Wherever a line in the records below contains "woman", copy that line.

• Dataset records:
============

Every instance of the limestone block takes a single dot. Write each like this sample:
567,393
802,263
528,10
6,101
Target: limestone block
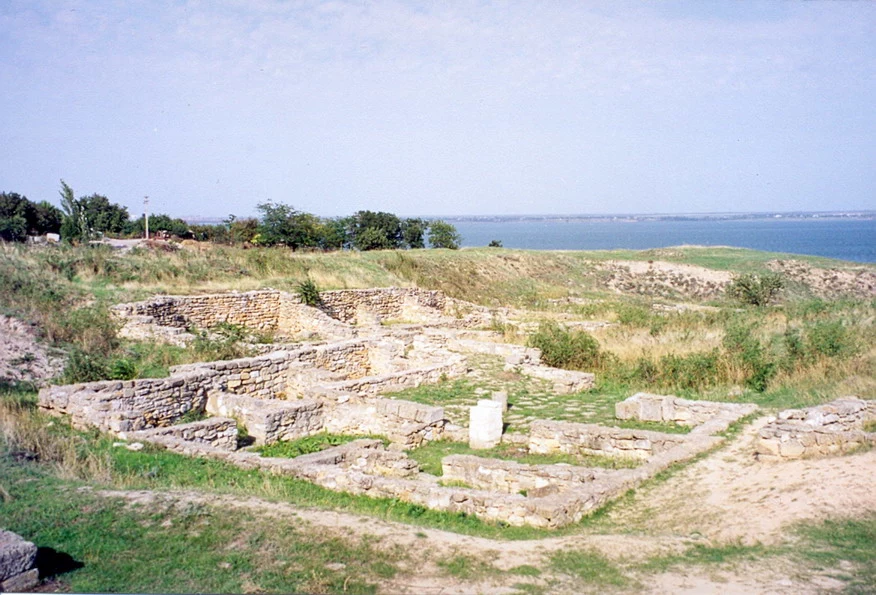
16,555
485,424
21,582
650,408
792,449
502,398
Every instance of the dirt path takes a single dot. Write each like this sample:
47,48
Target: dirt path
725,498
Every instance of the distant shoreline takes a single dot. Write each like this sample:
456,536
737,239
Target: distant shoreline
625,218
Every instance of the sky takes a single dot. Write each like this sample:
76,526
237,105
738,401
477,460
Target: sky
441,108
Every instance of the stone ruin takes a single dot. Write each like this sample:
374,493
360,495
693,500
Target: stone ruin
833,428
18,572
340,384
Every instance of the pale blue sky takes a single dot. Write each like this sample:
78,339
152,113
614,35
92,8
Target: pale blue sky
441,108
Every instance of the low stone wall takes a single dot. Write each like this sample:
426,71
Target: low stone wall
252,309
269,421
511,477
387,383
295,319
389,303
565,382
671,409
828,429
360,468
405,423
547,437
220,432
282,312
514,355
264,376
17,559
128,406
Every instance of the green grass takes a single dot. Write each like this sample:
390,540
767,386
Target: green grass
590,567
308,444
429,456
702,554
184,548
846,548
467,567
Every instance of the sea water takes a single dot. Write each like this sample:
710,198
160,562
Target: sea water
846,239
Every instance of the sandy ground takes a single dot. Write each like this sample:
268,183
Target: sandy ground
22,356
726,498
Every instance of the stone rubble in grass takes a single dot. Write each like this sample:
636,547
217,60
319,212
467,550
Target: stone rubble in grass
832,428
375,342
17,560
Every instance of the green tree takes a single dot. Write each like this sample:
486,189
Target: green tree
756,290
159,222
283,224
103,216
375,231
333,233
74,224
414,233
443,235
47,218
85,217
14,213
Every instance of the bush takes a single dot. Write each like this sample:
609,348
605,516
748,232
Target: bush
571,350
83,366
756,290
308,291
746,351
444,235
694,371
831,339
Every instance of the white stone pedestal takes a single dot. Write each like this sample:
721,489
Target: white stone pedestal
485,424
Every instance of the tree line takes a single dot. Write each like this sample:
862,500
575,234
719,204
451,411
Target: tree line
91,217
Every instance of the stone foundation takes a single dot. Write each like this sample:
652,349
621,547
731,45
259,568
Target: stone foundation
828,429
546,437
17,559
336,387
167,318
671,409
218,432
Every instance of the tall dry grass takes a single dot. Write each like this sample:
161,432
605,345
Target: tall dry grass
28,435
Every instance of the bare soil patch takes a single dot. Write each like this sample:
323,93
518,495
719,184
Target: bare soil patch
23,358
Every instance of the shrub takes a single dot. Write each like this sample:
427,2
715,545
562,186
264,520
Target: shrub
831,339
561,348
746,351
83,366
756,290
309,293
694,371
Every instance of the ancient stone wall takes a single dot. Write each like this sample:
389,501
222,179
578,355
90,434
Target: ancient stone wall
547,437
405,423
391,303
252,309
828,429
511,477
220,432
127,406
269,421
165,317
670,409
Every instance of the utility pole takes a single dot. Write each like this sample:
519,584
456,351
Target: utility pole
146,214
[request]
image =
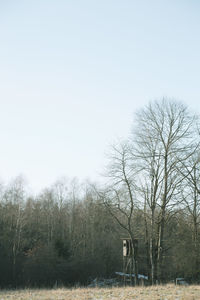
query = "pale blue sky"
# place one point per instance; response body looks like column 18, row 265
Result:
column 72, row 73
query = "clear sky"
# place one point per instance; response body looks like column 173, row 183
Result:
column 72, row 73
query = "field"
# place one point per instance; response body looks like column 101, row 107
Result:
column 147, row 293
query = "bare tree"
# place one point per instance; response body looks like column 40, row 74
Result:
column 118, row 197
column 162, row 140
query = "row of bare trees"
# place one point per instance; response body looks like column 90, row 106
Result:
column 70, row 232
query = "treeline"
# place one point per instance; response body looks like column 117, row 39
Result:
column 71, row 233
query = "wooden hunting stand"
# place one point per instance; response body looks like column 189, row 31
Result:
column 128, row 259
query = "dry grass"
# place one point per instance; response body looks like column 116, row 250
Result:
column 147, row 293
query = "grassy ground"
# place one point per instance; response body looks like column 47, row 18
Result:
column 147, row 293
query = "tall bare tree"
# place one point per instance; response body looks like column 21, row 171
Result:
column 162, row 140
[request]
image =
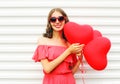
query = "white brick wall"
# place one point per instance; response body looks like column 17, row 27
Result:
column 23, row 21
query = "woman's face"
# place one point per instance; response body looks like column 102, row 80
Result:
column 57, row 21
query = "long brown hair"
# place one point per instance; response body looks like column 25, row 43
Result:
column 49, row 29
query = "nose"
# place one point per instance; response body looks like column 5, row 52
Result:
column 57, row 21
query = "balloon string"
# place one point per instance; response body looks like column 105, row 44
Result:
column 82, row 71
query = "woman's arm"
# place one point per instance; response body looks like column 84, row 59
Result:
column 49, row 66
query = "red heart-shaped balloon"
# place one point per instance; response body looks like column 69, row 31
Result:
column 95, row 52
column 76, row 33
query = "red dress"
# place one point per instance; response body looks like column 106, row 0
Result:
column 62, row 74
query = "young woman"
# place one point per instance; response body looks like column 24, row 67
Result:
column 57, row 56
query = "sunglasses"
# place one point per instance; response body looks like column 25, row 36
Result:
column 54, row 19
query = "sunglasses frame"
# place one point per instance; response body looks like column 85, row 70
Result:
column 57, row 18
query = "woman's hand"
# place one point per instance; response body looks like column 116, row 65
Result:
column 76, row 48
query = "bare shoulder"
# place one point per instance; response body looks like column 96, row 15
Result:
column 42, row 40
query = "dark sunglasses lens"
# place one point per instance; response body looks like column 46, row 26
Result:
column 61, row 18
column 53, row 19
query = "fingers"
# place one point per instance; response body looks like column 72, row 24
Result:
column 76, row 48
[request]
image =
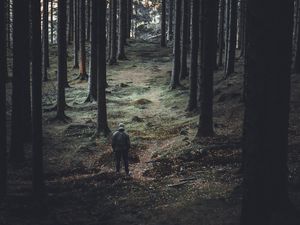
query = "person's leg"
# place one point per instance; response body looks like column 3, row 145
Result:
column 125, row 159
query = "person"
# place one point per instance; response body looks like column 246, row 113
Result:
column 121, row 146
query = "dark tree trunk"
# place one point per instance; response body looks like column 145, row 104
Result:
column 221, row 33
column 209, row 39
column 192, row 104
column 184, row 39
column 129, row 17
column 93, row 57
column 268, row 62
column 171, row 9
column 52, row 21
column 163, row 24
column 176, row 51
column 75, row 35
column 231, row 29
column 45, row 40
column 113, row 41
column 20, row 68
column 102, row 125
column 3, row 75
column 37, row 148
column 62, row 59
column 122, row 34
column 82, row 65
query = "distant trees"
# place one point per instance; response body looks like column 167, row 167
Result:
column 268, row 63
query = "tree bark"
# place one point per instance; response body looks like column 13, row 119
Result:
column 268, row 63
column 3, row 76
column 37, row 130
column 102, row 125
column 176, row 50
column 209, row 39
column 192, row 103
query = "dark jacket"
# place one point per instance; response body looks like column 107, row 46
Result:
column 120, row 141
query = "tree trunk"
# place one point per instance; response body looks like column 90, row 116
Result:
column 62, row 59
column 102, row 125
column 209, row 39
column 75, row 35
column 192, row 104
column 122, row 34
column 45, row 40
column 268, row 61
column 176, row 51
column 113, row 41
column 231, row 29
column 3, row 76
column 221, row 33
column 163, row 24
column 37, row 148
column 93, row 57
column 184, row 39
column 171, row 9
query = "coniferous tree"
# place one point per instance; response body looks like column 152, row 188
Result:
column 37, row 148
column 192, row 103
column 176, row 50
column 209, row 38
column 268, row 63
column 163, row 24
column 3, row 132
column 102, row 125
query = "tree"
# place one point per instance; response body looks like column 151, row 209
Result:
column 192, row 103
column 113, row 36
column 184, row 39
column 102, row 125
column 82, row 65
column 62, row 59
column 232, row 30
column 45, row 40
column 171, row 9
column 209, row 39
column 176, row 50
column 163, row 24
column 37, row 149
column 122, row 32
column 20, row 122
column 93, row 57
column 268, row 61
column 3, row 74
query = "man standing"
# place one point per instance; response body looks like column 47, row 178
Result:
column 121, row 146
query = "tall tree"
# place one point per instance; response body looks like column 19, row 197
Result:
column 163, row 24
column 192, row 103
column 268, row 61
column 82, row 65
column 176, row 50
column 93, row 56
column 20, row 122
column 184, row 39
column 113, row 36
column 45, row 39
column 62, row 59
column 102, row 125
column 209, row 39
column 122, row 33
column 37, row 149
column 3, row 72
column 75, row 35
column 232, row 31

============

• Output:
query = "woman's face"
query = "woman's arm"
query = "young woman"
query = "woman's hand"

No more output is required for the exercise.